8. Aux termes du considérant 43 du règlement nº 882/2004 :

« Les exploitants devraient avoir un droit de recours contre les décisions prises par l’autorité compétente à la suite des contrôles officiels, et être informés de ce droit. »

9. L’article 54, paragraphe 3, du règlement nº 882/2004 prévoit :

« L’autorité compétente transmet à l’exploitant concerné ou à son représentant :

a) une notification écrite de sa décision concernant les mesures à prendre en vertu du paragraphe 1, ainsi que la motivation de sa décision ; et

b) des informations sur ses droits de recours contre de telles décisions, ainsi que sur la procédure et les délais applicables. »

III. Les faits à l’origine du litige, la procédure au principal et les questions préjudicielles

10. Le 11 septembre 2014, CMC a acheté un taureau vivant pour une somme d’environ 1 400 livres sterling (GBP) (approximativement 1 700 euros). Le vétérinaire officiel affecté à l’abattoir de CMC l’a déclaré propre à être abattu. Un auxiliaire officiel, qualifié d’inspecteur de l’hygiène des viandes, a procédé à l’inspection post mortem de la carcasse ainsi que des abats et il a décelé la présence de trois abcès dans ces abats (6). Ultérieurement, le même jour, le vétérinaire officiel a procédé à l’inspection de la carcasse et, après discussion avec l’inspecteur de l’hygiène des viandes, il a déclaré la viande impropre à la consommation humaine, parce que les abcès laissaient suspecter que le taureau souffrait d’une pyohémie, une forme de septicémie (7). Partant, le vétérinaire officiel n’a pas apposé, sur la carcasse, la marque de salubrité qui aurait certifié qu’elle était propre à la consommation humaine. De ce fait, en vertu de la disposition réglementaire 19 des Food Safety and Hygiene (England) Regulations 2013 [règlements de 2013 sur la sécurité et l’hygiène des denrées alimentaires (Angleterre)] (8), il était interdit à CMC de vendre la carcasse.

########

§ OBJECTIF: Poursuivez le texte sur le règlement nº 882/2004 et la carcasse de taureau déclarée impropre à la consommation, juste après sa dernière phrase.

§ EXTRAITS DES DONNÉES:

########

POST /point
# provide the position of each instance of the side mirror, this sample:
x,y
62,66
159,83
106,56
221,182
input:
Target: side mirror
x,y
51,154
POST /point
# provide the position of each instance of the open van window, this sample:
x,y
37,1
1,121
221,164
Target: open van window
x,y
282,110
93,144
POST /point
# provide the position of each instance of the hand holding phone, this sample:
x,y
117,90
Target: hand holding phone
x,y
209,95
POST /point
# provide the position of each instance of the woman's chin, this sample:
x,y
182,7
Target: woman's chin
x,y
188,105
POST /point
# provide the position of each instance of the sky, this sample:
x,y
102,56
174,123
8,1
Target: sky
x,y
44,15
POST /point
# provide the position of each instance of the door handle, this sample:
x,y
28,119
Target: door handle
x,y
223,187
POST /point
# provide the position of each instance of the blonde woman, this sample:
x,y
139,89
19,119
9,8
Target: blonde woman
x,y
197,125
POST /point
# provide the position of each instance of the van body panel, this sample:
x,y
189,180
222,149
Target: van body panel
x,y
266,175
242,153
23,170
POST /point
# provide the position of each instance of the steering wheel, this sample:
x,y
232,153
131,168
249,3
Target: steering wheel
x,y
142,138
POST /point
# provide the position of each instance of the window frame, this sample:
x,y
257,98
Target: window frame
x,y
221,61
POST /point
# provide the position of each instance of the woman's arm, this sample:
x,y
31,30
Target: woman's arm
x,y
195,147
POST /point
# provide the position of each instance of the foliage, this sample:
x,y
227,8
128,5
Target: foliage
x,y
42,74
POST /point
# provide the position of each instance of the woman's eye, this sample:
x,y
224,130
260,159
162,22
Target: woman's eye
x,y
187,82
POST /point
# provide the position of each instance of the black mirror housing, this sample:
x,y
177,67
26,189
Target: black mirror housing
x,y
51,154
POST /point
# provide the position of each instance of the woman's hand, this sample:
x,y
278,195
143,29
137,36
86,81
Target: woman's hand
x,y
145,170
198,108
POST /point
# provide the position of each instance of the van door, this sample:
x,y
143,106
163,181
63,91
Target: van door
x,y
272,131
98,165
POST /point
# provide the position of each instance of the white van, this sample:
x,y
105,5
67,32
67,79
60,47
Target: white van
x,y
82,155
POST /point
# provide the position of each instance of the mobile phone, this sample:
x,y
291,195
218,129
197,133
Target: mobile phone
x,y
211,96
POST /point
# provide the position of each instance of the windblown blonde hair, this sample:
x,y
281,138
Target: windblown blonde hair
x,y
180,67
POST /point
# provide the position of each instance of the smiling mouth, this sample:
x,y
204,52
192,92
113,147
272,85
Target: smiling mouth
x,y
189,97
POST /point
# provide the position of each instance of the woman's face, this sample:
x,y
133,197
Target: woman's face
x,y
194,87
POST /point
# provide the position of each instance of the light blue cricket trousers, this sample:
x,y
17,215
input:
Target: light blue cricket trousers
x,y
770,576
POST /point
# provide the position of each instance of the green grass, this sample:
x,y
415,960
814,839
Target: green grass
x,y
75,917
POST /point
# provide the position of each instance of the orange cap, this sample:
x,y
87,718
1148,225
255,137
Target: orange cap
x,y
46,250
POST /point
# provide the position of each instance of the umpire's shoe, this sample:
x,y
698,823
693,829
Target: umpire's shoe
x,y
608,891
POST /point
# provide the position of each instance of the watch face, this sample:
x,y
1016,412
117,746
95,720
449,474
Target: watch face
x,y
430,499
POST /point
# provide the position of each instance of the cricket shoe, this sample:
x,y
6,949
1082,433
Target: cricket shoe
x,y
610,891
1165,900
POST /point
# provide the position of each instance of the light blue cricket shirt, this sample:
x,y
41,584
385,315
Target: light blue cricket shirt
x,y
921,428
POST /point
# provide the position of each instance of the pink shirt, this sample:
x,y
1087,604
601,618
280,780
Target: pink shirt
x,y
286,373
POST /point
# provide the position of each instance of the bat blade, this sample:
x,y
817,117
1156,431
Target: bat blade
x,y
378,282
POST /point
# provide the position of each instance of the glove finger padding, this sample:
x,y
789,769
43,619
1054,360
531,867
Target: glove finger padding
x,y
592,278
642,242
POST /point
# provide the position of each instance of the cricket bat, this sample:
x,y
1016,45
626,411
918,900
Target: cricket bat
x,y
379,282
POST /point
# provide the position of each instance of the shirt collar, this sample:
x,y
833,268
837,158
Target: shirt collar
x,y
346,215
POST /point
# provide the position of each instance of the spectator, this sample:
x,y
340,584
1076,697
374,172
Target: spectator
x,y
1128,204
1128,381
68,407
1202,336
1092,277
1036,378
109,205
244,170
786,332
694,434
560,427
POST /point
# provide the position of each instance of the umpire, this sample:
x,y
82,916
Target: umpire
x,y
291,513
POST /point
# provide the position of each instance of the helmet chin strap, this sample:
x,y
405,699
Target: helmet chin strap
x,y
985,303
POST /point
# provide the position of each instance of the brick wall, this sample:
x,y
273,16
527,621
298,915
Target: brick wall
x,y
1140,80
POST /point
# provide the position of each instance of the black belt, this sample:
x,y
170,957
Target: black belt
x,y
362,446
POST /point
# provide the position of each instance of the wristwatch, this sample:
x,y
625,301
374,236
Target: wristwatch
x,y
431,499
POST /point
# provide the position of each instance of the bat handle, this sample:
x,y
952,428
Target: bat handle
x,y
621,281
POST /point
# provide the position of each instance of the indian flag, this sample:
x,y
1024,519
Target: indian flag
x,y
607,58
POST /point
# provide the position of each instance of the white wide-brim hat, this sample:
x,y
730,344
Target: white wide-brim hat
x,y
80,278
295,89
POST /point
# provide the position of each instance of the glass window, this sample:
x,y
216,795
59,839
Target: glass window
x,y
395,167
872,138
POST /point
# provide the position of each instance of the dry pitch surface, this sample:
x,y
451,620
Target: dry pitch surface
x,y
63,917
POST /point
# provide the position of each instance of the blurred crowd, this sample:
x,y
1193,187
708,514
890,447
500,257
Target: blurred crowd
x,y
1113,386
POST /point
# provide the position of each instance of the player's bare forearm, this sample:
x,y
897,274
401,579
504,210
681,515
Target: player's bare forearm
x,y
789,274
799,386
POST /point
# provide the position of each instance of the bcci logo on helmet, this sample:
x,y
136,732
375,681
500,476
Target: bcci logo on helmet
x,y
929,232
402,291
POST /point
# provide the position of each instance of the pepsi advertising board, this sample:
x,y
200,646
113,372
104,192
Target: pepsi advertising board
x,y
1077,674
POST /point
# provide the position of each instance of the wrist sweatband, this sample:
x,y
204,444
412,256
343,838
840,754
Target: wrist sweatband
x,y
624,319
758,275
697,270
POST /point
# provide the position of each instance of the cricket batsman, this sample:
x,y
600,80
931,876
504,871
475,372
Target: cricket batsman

########

§ RÉSULTAT ATTENDU:
11. CMC a demandé l’avis d’un autre vétérinaire et a contesté l’avis du vétérinaire officiel. Elle a fait valoir que, en cas de contestation et de refus de sa part de remettre volontairement la carcasse, le vétérinaire officiel aurait à procéder à la saisie de celle‑ci et à porter l’affaire devant un juge de paix, et ce en application de l’article 9 de la loi de 1990, pour qu’il soit statué sur la question de savoir si cette carcasse doit ou non être déclarée impropre à la consommation. La FSA, qui est l’autorité compétente aux fins de la législation nationale et de l’Union dans le domaine de la sécurité des aliments et qui est responsable des contrôles officiels dans les abattoirs, a estimé qu’il n’était pas nécessaire de faire usage de cette procédure et que, puisqu’elle avait été déclarée impropre à la consommation humaine par le vétérinaire officiel, la carcasse devait être éliminée...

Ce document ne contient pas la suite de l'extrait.